Where the string "Task" shows up in a line of the records, copy that line.

Data to use:
============

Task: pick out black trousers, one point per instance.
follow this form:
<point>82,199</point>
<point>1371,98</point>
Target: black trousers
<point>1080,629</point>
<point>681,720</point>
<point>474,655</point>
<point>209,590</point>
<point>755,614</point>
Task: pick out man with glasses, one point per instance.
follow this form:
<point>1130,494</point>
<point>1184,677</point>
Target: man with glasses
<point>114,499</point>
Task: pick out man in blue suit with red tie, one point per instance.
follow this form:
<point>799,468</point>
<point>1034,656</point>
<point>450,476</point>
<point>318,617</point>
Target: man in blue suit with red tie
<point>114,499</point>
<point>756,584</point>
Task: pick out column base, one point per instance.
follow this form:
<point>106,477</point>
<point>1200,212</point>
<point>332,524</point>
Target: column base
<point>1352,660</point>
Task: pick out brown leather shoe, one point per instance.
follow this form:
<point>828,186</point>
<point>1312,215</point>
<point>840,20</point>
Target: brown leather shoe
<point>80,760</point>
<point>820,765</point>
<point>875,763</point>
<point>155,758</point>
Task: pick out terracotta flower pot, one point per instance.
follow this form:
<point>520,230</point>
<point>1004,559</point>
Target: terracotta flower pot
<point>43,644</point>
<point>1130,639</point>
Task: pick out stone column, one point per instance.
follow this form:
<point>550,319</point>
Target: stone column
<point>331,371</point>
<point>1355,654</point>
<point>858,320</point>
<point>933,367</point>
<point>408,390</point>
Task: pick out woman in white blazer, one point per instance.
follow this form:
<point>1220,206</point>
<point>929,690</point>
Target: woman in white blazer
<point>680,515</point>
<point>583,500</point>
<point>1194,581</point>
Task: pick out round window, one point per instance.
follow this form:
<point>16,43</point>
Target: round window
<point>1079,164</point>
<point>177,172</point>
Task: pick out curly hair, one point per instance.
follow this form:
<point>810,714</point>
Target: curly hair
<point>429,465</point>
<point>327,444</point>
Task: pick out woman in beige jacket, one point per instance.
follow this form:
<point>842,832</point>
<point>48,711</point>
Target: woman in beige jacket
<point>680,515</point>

============

Expected answer:
Task: pick out black trousers, one point per instance.
Task: pick out man with glasses, one point per instance.
Task: pick out man in blue suit with red tie, one point per instance.
Task: pick out column base, one point per instance.
Task: pick out brown leather shoe, one point per instance.
Task: pick out terracotta flower pot, one point per instance.
Task: pick out stone column, one point per instance.
Task: pick out woman in white blazer, one point per instance.
Task: pick out round window, one point per instance.
Task: pick out curly hair, one point per instance.
Task: pick out woman in beige jacket, one point per instance.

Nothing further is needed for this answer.